SHORT EXERCISE: Copy the following items word for word, without changing a single character.

Box annotation data rows
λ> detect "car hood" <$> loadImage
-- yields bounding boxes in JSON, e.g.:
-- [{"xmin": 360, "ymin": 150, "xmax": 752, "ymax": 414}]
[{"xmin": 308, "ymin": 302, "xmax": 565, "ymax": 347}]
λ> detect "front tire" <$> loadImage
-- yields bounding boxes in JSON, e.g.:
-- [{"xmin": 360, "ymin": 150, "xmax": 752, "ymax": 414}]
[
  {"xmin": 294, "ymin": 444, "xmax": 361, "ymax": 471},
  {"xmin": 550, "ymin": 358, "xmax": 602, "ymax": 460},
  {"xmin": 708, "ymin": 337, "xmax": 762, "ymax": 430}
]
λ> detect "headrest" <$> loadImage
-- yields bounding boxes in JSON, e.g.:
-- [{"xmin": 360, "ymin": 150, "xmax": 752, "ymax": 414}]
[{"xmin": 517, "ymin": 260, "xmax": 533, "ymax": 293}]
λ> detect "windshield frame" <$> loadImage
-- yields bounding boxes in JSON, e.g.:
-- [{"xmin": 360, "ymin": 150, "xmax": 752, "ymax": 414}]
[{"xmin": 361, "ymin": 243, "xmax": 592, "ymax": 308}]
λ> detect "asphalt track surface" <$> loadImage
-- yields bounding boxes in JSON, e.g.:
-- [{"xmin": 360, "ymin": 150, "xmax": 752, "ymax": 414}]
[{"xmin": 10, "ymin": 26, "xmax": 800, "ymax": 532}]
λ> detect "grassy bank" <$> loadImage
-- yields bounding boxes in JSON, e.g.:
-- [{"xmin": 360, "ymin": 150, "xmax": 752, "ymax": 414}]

EXERCISE ANSWER:
λ> detect "car hood" <$> loadImage
-- yields bounding boxes in JSON, e.g.:
-- [{"xmin": 360, "ymin": 150, "xmax": 752, "ymax": 414}]
[{"xmin": 308, "ymin": 302, "xmax": 565, "ymax": 347}]
λ> detect "front tire" <$> loadImage
-- yields bounding boxes in JSON, e.g.:
-- [{"xmin": 360, "ymin": 150, "xmax": 752, "ymax": 414}]
[
  {"xmin": 294, "ymin": 444, "xmax": 361, "ymax": 471},
  {"xmin": 550, "ymin": 358, "xmax": 602, "ymax": 460},
  {"xmin": 708, "ymin": 337, "xmax": 762, "ymax": 430}
]
λ> detect "headrest" <$> loadImage
-- yields bounding boxes in JSON, e.g.:
-- [{"xmin": 360, "ymin": 150, "xmax": 752, "ymax": 414}]
[{"xmin": 517, "ymin": 260, "xmax": 533, "ymax": 293}]
λ> detect "windshield frame" <$> loadImage
-- yields bounding boxes in JSON, e.g.:
-- [{"xmin": 360, "ymin": 150, "xmax": 752, "ymax": 414}]
[{"xmin": 361, "ymin": 243, "xmax": 592, "ymax": 308}]
λ> detect "asphalt track surface" <$> loadImage
-- yields bounding boxes in JSON, e.g.:
-- [{"xmin": 360, "ymin": 150, "xmax": 752, "ymax": 414}]
[{"xmin": 10, "ymin": 26, "xmax": 800, "ymax": 532}]
λ> detect "grassy bank" <$> loadImage
-- yields bounding boxes in JSON, e.g.:
-- [{"xmin": 360, "ymin": 150, "xmax": 752, "ymax": 414}]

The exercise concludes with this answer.